Louis XVIII, à son retour en France, rendit une ordonnance, où il était dit qu’en considération des difficultés immenses qu’on éprouvait à recueillir les témoignages, et en raison surtout des services rendus par le général Ernouf à sa patrie, la procédure dirigée contre lui serait annulée. Créé chevalier de Saint-Louis, le 20 août de la même année, et nommé inspecteur général d’infanterie, le 3 janvier 1815, il se rendit en cette qualité à Marseille, où il se trouvait lors du débarquement de Napoléon à Cannes. Le duc d’Angoulême lui avait confié le commandement du 1" corps de son armée ; mais la défection d’une partie de ses troupes et la nouvelle de la capitulation de ce prince à La Palud l’obligèrent, le 11 avril, à les licencier. Il revint alors à Marseille, où les dispositions prises par le maréchal Masséna, en faveur de la cause impériale, le- déterminèrent à se rendre à Paris. Destitué par un décret impérial du 15 avril 1815, il vit mettre le séquestre sur son hôtel à Paris et les scellés sur ses papiers ; mais au retour des Bourbons une ordonnance le rétablit dans ses droits et dans ses propriétés. Louis XVIII lui accorda, le 3 mai 1816, le titre de baron avec la croix de commandeur de l’ordre de Saint-Louis, et lui conféra, le 11 novembre de la même année, le commandement de la 3e division militaire (Metz), dont le territoire était presque entièrement occupé par les troupes alliées, et où il sut par ses efforts entretenir la bonne harmonie entre les habitants et les soldats étrangers.

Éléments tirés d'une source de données

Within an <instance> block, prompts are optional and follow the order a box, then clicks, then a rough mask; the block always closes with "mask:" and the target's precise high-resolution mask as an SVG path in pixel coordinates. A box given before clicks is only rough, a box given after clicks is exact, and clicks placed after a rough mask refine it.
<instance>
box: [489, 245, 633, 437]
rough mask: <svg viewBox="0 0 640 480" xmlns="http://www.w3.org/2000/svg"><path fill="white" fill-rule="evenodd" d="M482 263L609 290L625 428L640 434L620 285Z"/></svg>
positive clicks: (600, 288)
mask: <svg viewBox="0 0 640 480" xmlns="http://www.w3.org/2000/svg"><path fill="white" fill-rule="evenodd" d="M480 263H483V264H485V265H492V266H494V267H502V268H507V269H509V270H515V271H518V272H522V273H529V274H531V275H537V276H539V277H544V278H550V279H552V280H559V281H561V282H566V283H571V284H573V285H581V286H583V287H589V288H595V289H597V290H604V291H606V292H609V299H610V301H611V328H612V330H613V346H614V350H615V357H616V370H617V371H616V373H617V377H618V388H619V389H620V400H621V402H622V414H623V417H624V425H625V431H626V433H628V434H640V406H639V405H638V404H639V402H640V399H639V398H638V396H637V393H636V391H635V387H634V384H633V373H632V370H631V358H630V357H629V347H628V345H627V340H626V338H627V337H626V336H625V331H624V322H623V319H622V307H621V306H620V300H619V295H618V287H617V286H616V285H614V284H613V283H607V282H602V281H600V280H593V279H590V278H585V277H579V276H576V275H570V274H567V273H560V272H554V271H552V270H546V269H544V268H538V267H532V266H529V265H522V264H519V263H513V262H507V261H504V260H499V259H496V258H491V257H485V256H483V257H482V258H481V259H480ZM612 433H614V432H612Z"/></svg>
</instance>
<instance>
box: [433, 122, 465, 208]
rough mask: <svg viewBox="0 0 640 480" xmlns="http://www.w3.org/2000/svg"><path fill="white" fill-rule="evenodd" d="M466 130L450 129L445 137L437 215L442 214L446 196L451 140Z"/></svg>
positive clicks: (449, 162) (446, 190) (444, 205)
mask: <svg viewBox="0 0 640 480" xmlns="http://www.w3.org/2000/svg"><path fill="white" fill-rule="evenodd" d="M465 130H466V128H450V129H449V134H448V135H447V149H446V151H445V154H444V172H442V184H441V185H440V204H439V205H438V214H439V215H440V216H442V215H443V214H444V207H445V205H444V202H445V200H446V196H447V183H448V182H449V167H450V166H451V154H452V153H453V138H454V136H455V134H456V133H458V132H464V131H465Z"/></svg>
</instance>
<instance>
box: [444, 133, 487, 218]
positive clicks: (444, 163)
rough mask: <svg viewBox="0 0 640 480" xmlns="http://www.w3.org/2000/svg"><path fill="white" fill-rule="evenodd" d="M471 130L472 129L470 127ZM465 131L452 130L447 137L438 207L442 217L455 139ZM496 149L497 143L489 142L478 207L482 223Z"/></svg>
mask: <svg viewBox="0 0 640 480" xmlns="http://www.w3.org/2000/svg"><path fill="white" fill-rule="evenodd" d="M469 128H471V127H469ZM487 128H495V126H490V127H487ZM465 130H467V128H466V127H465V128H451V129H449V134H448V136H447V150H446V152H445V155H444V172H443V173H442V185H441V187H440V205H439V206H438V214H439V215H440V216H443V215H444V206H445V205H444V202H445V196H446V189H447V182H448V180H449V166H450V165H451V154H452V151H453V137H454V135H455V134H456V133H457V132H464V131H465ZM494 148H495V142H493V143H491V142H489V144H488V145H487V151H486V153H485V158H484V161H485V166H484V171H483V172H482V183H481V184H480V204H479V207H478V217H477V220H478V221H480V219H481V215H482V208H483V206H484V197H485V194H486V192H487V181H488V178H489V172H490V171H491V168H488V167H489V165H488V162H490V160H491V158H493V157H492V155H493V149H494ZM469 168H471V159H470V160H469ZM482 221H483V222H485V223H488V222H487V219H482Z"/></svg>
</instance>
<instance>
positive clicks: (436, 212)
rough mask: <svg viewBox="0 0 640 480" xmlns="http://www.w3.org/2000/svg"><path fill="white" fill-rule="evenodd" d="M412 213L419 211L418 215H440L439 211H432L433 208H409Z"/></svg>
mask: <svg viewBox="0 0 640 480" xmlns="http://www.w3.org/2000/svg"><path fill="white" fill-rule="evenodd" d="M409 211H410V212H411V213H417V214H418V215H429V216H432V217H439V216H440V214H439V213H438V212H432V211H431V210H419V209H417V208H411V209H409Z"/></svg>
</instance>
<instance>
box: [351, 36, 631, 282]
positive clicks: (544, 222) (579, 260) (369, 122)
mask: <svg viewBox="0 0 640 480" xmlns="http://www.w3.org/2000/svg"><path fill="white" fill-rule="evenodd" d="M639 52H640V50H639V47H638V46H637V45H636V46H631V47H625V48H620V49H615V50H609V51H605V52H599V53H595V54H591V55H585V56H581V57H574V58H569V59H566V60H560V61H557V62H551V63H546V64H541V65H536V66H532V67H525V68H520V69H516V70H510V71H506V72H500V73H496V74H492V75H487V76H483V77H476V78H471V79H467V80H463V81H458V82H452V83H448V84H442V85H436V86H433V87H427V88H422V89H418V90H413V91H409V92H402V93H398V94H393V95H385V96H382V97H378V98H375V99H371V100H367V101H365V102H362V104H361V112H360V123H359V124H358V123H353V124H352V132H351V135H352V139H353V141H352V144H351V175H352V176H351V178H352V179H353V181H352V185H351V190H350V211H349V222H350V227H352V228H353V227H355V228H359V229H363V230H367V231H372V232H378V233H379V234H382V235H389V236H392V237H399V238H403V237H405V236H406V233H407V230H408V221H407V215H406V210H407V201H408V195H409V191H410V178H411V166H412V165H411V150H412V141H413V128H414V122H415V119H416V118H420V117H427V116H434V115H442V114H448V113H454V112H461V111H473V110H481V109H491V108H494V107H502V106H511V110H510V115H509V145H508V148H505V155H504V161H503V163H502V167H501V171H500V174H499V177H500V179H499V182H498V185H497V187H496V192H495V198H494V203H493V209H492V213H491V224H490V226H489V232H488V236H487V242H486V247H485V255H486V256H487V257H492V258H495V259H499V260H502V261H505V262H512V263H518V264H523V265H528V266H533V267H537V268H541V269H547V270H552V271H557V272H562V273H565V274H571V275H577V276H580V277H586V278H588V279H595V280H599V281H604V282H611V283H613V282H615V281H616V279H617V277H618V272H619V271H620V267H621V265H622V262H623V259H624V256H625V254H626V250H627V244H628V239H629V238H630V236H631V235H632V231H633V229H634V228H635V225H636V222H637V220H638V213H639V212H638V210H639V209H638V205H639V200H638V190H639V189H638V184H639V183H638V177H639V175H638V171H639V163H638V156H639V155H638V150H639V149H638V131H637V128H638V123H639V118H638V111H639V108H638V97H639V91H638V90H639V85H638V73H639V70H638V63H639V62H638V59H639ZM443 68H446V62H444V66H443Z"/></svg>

> _Consigne 1_:
Répondez à ces questions d'après l'extrait sur le général Ernouf :
(a) À quelle date fut-il nommé inspecteur général d'infanterie ?
(b) Par quel acte, et à quelle date, fut-il destitué ?
(c) Quel commandement Louis XVIII lui conféra-t-il le 11 novembre 1816 ?
> _Consigne 2_: Poursuivez, s'il vous plaît, l'extrait sur le général Ernouf à partir de sa dernière phrase.
Les lignes fournies constituent un matériel à part, sans lien avec l'extrait.

> _Réponse rédigée 1_:
(a) Le 3 janvier 1815.
(b) Par un décret impérial du 15 avril 1815.
(c) Le commandement de la 3e division militaire (Metz).

> _Réponse rédigée 2_:
Vers la même époque il accompagna le duc d’Angoulême lors de la reprise de Thionville par les troupes françaises. Il avait été envoyé à la Chambre des députés par le département de l’Orne, en 1815. Élu par le département de la Moselle, en 1816, il obtint en 1818 l’autorisation de venir siéger à la Chambre des députés, et quitta le commandement de la 3e division lors de son admission à la retraite, le 22 juillet 18181.
Il décède en son château de Forest-Montiers (Somme), le 12 septembre 1827.
Sa sépulture est toujours présente dans le cimetière de cette commune.
Grand officier de la Légion d’Honneur, de l’Aigle Rouge de Prusse.
A épousé Marie-Françoise RICROC.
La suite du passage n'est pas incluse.